**Problem to solve**
Locate each line in the data below that contains the word "rock", and copy those lines out in full.

(A run of records)
=-=-=
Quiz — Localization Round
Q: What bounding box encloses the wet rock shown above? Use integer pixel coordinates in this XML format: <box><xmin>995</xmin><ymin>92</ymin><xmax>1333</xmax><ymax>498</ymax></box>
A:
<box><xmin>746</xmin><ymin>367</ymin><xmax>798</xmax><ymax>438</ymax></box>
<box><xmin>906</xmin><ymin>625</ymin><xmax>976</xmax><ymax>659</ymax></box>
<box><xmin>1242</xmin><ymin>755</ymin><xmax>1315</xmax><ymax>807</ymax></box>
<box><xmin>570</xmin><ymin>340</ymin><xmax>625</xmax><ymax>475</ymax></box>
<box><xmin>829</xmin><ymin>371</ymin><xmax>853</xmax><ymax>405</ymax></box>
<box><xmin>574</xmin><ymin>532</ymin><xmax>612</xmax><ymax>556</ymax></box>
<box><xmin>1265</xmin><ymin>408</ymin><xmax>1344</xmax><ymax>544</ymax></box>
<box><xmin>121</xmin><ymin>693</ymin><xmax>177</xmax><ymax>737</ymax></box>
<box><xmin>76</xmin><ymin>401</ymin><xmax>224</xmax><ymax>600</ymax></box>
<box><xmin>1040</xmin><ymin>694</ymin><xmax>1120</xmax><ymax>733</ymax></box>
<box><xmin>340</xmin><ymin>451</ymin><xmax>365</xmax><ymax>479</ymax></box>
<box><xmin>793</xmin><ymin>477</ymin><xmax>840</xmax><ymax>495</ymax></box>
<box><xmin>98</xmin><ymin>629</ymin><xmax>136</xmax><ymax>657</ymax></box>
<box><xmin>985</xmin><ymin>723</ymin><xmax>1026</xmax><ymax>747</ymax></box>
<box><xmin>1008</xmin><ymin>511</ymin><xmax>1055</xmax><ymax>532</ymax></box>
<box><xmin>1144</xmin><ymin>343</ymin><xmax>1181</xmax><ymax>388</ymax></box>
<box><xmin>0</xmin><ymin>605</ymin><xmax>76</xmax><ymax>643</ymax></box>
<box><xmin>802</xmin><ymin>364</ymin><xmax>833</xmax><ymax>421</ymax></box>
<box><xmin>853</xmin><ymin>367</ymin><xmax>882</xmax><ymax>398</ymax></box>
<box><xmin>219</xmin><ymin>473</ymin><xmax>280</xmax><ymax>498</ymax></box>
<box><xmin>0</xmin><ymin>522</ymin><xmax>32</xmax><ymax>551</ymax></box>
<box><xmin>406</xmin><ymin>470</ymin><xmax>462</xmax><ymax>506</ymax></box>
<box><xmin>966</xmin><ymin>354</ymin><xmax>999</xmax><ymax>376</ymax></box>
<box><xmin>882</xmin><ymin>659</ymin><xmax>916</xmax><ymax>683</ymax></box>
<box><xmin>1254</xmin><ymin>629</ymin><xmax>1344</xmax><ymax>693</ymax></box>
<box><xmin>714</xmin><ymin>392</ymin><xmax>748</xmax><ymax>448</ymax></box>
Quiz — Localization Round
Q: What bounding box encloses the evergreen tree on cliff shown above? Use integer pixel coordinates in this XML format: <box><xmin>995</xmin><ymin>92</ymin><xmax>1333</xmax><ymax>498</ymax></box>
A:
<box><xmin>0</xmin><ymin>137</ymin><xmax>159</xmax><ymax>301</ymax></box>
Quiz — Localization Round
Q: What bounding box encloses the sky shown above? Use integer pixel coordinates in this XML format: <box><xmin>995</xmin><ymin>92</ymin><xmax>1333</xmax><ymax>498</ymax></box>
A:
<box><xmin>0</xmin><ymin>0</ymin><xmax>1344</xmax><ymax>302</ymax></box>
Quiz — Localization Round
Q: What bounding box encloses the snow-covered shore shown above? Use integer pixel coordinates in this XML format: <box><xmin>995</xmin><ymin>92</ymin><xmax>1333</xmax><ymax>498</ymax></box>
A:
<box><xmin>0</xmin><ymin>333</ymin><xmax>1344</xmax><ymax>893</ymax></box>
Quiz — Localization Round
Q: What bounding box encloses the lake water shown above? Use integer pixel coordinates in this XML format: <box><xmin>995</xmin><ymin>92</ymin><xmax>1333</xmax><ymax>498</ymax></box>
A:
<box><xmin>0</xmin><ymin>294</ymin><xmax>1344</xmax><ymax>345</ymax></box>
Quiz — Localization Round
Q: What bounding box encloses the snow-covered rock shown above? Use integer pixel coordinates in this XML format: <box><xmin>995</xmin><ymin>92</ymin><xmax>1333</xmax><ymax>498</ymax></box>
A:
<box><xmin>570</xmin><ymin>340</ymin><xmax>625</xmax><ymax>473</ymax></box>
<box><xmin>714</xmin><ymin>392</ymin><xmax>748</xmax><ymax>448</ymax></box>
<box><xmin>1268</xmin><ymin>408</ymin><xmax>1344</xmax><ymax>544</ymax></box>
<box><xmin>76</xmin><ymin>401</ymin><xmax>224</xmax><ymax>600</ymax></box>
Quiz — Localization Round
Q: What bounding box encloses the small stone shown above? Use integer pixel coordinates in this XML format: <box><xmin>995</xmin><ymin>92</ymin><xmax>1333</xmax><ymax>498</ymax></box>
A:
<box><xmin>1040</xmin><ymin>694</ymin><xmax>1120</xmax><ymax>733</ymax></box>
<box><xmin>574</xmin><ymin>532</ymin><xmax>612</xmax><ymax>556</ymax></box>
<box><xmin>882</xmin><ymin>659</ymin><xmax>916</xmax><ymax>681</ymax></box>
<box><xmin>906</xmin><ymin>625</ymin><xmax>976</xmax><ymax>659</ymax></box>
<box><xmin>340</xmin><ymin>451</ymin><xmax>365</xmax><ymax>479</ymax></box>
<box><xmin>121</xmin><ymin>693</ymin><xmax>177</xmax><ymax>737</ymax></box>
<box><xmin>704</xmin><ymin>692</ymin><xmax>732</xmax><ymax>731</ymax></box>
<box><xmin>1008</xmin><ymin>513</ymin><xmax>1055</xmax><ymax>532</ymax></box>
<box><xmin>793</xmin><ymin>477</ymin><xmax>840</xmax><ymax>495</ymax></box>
=-=-=
**Finished exercise**
Q: What bounding box encloses the wet rock shown above? Use integer pixel coordinates in this XML format: <box><xmin>995</xmin><ymin>92</ymin><xmax>1333</xmax><ymax>498</ymax></box>
Q: What bounding box encloses the snow-covered rock shown above? Use integer pixel coordinates in this XML format: <box><xmin>995</xmin><ymin>92</ymin><xmax>1333</xmax><ymax>498</ymax></box>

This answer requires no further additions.